***** Records provided

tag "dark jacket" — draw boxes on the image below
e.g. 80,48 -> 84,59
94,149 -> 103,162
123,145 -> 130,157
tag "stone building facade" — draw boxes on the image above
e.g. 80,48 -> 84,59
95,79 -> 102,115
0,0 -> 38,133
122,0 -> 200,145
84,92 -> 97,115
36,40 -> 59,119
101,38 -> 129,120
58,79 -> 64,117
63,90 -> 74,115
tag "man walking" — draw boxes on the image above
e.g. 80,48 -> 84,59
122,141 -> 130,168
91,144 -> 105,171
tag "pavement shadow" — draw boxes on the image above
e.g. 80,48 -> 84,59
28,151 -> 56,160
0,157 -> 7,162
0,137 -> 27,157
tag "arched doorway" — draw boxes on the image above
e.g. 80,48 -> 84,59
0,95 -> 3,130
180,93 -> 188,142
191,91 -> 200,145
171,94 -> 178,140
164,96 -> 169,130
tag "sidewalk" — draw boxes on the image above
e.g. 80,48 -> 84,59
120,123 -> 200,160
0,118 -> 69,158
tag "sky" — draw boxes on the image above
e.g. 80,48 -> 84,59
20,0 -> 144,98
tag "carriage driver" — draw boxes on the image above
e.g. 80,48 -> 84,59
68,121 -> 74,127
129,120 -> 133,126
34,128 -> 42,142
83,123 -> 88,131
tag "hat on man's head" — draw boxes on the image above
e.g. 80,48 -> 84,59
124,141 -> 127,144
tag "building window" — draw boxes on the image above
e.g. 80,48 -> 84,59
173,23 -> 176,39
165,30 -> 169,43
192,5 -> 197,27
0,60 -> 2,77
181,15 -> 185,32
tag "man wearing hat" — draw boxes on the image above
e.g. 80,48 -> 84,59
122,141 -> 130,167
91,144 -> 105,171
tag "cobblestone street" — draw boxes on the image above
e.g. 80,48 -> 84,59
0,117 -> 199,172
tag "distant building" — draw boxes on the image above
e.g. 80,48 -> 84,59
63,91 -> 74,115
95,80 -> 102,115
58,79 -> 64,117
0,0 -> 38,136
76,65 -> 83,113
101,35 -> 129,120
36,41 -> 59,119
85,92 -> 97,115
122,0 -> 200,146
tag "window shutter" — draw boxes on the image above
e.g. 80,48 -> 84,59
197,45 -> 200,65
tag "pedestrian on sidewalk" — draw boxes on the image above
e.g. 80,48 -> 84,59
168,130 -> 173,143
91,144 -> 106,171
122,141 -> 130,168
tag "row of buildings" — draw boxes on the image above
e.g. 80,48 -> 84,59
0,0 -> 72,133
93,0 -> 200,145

**********

From the start of the entries above up to and including the line containing "20,0 -> 144,98", rescale every box coordinate in the answers by 1.2, rounding to whole numbers with halves rounded up. Rewrite all of those lines in order, keeping the tag lines and their sample coordinates unchanged.

* _Answer to this exercise_:
tag "dark jacket" — draw boxes on the image below
e.g. 80,48 -> 84,59
113,179 -> 124,194
148,174 -> 156,188
tag "stone building facade" — draw boxes on the image above
e.g. 80,48 -> 84,59
114,95 -> 122,138
0,0 -> 46,160
146,0 -> 240,174
101,110 -> 116,138
43,48 -> 71,143
121,46 -> 155,144
70,95 -> 77,140
76,108 -> 89,138
tag "man walking" — draw boxes on the image above
e.g. 80,48 -> 84,59
146,169 -> 156,202
109,173 -> 126,205
tag "pavement shadow" — draw boxes on the image above
e.g. 80,48 -> 84,59
34,181 -> 67,192
0,188 -> 8,194
0,164 -> 32,188
tag "arched doorway" — draw boxes on the image above
e.g. 80,48 -> 84,59
0,114 -> 4,156
216,112 -> 226,170
229,109 -> 240,174
205,113 -> 214,168
197,115 -> 203,156
tag "sidewalk" — draw boxes on the image above
e.g. 80,48 -> 84,59
144,148 -> 240,192
0,142 -> 83,190
tag "sky" — draw boxes on the image above
e.g. 80,48 -> 84,59
24,0 -> 173,118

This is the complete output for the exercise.